EXTRACTED TEXT:
---
A flat-rate charge is also a regressive tax. Unlike income tax or corporation tax, it does not take into account individual’s ability to pay, and is the sort of tax advocated by market fundamentalists like UKIP’s Nigel Farage, who wants a flat-rate of income tax of 31 per cent and ‘shock-jock’ historian Niall Ferguson, who wants to abolish income and corporation taxes altogether, replacing them with flat-rate sales taxes.

This is the world of economic theory into which half of our GPs have descended.

The once unthinkable ending of free healthcare is becoming mainstream. Jeremy Hunt was forced to deny the Tories had plans to cap GP appointments, after 180,000 people signed a petition condemning the policy. It had been floated by the Tory party on the Conservative Policy Forum, asking activists to comment with their thoughts.

Trusting Tories on this matter would be extremely naive, especially since David Cameron said, ahead of the 2010 election, “We will stop the top-down reorganisation of the NHS” only to follow it with the Health and Social Care Act, the biggest top-down reorganisation of the NHS since its founding.
---
WHAT THIS TASK INVOLVES: Can you return, word for word, the stretch of the passage on flat-rate charges and the NHS above from "This is the" up to and including "since its founding."?
---
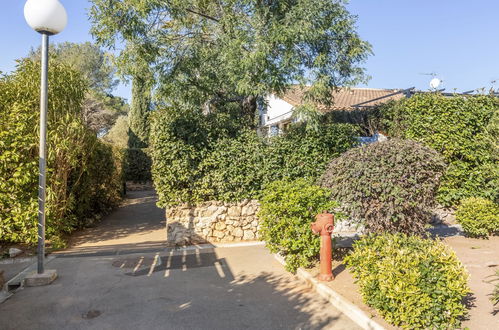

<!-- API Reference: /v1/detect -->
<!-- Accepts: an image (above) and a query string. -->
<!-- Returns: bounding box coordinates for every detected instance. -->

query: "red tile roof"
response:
[279,86,405,112]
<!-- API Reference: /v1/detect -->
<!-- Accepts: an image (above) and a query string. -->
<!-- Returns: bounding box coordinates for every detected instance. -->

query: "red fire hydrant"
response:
[310,212,334,281]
---
ANSWER SPACE:
This is the world of economic theory into which half of our GPs have descended.

The once unthinkable ending of free healthcare is becoming mainstream. Jeremy Hunt was forced to deny the Tories had plans to cap GP appointments, after 180,000 people signed a petition condemning the policy. It had been floated by the Tory party on the Conservative Policy Forum, asking activists to comment with their thoughts.

Trusting Tories on this matter would be extremely naive, especially since David Cameron said, ahead of the 2010 election, “We will stop the top-down reorganisation of the NHS” only to follow it with the Health and Social Care Act, the biggest top-down reorganisation of the NHS since its founding.